_目标 1_
根据这篇讲索引的页面，说明为什么建立索引后，数据的增删改会变慢。
_目标 2_
从这篇讲索引的页面停下的地方接着往下续写。

_页面_
════════════════

索引 | Kevin-Blog

索引就相当于一个目录可以快速查找到想要的数据

索引的作用: 约束、加速查找

索引的种类

hash索引: 以表的形式存储索引 -> 单值查询非常的快，但是范围查询会很慢
btree索引: 使用红黑树结构进行索引的存储 -> 常用

在创建索引的时候会创建额外的文件保存索引的特殊数据结构，这样就会导致查询数据会很快，但是在进行数据的增删改就会比较慢（因为在进行数据的增删改的时候它还要更新索引文件（额外文件）的特殊数据结构）

数据表：数据表就是数据库里的表，数据表也叫物理表

索引表：在创建索引时所创建的额外文件，而该文件保存的是索引的特殊数据结构

在索引表中查询数据会比在数据表中查询数据要快

创建表后且表里面有了数据再执行添加索引的SQL语句时，执行时间会比较长

通过索引查询数据的执行循序: 先去索引文件里面找，再去数据表里面找

索引散列值（重复的数据比较多），不适合使用索引 -> 例如: 性别，只有两个值可选，且在表中的性别列的数据重复性比较大

在不使用索引的前提查找数据，会将数据库的数据从头到尾查找一遍

1. 表结构和数据

表的结构

create table userinfo (
    id int(11) not null auto_increment,
    username varchar(10) not null,
    age int(11) not null,
    email varchar(50) not null,
    address varchar(5) not null,
    primary key (id)
) engine=innodb default charset=utf8;

使用 pymysql 添加一百万条数据

import pymysql
import random

conn = pymysql.connect(host='localhost', user='root', password='', database='db1', charset='utf8')
cursor = conn.cursor()
address_lis = ['东莞', '广州', '深圳', '茂名', '化州', '潮州', '汕尾', '汕头', '河源', '桂林']
for i in range(1, 1000001):
    sql = 'insert into userinfo(username,age,email,address) values(%s,%s,%s,%s)'
    result = cursor.execute(sql, ['用户%s' % i, random.randint(0, 100), '用户%s@qq.com' % i, address_lis[random.randint(0, 9)]])
    print(result, i)
conn.commit()
cursor.close()
conn.close()

2. 普通索引（单列普通索引） -> 加速查找

创建表时添加普通索引

# index 索引名 (字段名)

create table userinfo (
    id int(11) not null auto_increment primary key,
    username varchar(10) not null,
    age int(11) not null,
    email varchar(50) not null,
    address varchar(5) not null,
    index index_name (username) -- 将 username 字段设置为索引
) engine=innodb default charset=utf8;

创建表后添加普通索引

# create index 索引名 on 表名(字段名);

create index index_name on userinfo(username);

删除普通索引

# drop index 索引名 on 表名;

drop index index_name on userinfo;

查看该表的所有索引

# show index from 表名;

show index from userinfo;

3. 联合普通索引 -> 加速查找

多列组成一个索引

创建表时添加普通联合索引

# index 索引名称 (字段名, 字段名, ……)

════════════════

_显示信息_
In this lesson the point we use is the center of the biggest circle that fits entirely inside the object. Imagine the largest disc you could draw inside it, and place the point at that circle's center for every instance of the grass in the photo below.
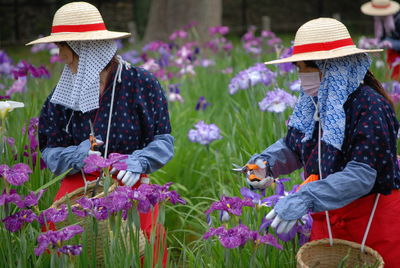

════════════════

_最终答案 1_
创建索引时会生成额外的文件，用来保存索引的特殊数据结构。每次增删改数据，除了改动数据表本身，还要同步更新这个索引文件里的数据结构，所以速度会比较慢。

_最终答案 2_
create table t1(
    id int auto_increment primary key,
    pid int,
    cid int,
    index index_name (pid, cid)
) engine=innodb default charset=utf8;

创建表后添加普通联合索引

# create index 索引名 on 表名(字段名, 字段名, ……);

create index index_name on t1(pid, cid);

4. 唯一索引（单列唯一索引） -> 加速查找 + 数据不能重复

唯一索引: 不允许数据重复
唯一索引和主键的区别: 主键不能为空，而唯一索引能允许有一个为空

创建表时添加唯一索引

# 写法一
# unique 唯一索引名 (字段名);

create table t1(
    id int auto_increment primary key,
    pid int,
    unique uq (pid)
) engine=innodb default charset=utf8;

# 写法二
# 直接在字段后面加上 unique

create table t1(
    id int auto_increment primary key,
    pid int unique
) engine=innodb default charset=utf8;

创建表后添加唯一索引

# create unique index 唯一索引名 on 表名(字段名);

create unique index uq on t1(pid);

删除普通索引

# drop index 唯一索引名 on 表名;

drop index uq on t1;

5.联合唯一索引 -> 加速查找 + 数据不能重复

多列组成一个索引

创建表时添加联合唯一索引

# unique 唯一索引名 (字段名1, 字段名2, ……);

create table t1(
    id int auto_increment primary key,
    pid int,
    cid int,
    unique uq (pid, cid)
) engine=innodb default charset=utf8;

创建表后添加联合唯一索引

# create unique index 唯一索引名 on 表名(字段名, 字段名, ……);

create unique index uq on t1(pid, cid);

6.主键索引（其实就是主键 + 自增） -> 加速查找 + 数据不能重复（不能为空）

主键索引: 不允许数据重复
主键和唯一索引的区别: 主键不能为空，而唯一索引能允许有一个为空

创建表时添加主键索引

# 写法一

create table userinfo (
    id int(11) not null auto_increment primary key,
    username varchar(10) not null,
    age int(11) not null,
    email varchar(50) not null,
    address varchar(5) not null
) engine=innodb default charset=utf8;

# 写法二

create table userinfo (
    id int(11) not null auto_increment,
    username varchar(10) not null,
    age int(11) not null,
    email varchar(50) not null,
    address varchar(5) not null,
    primary key (id)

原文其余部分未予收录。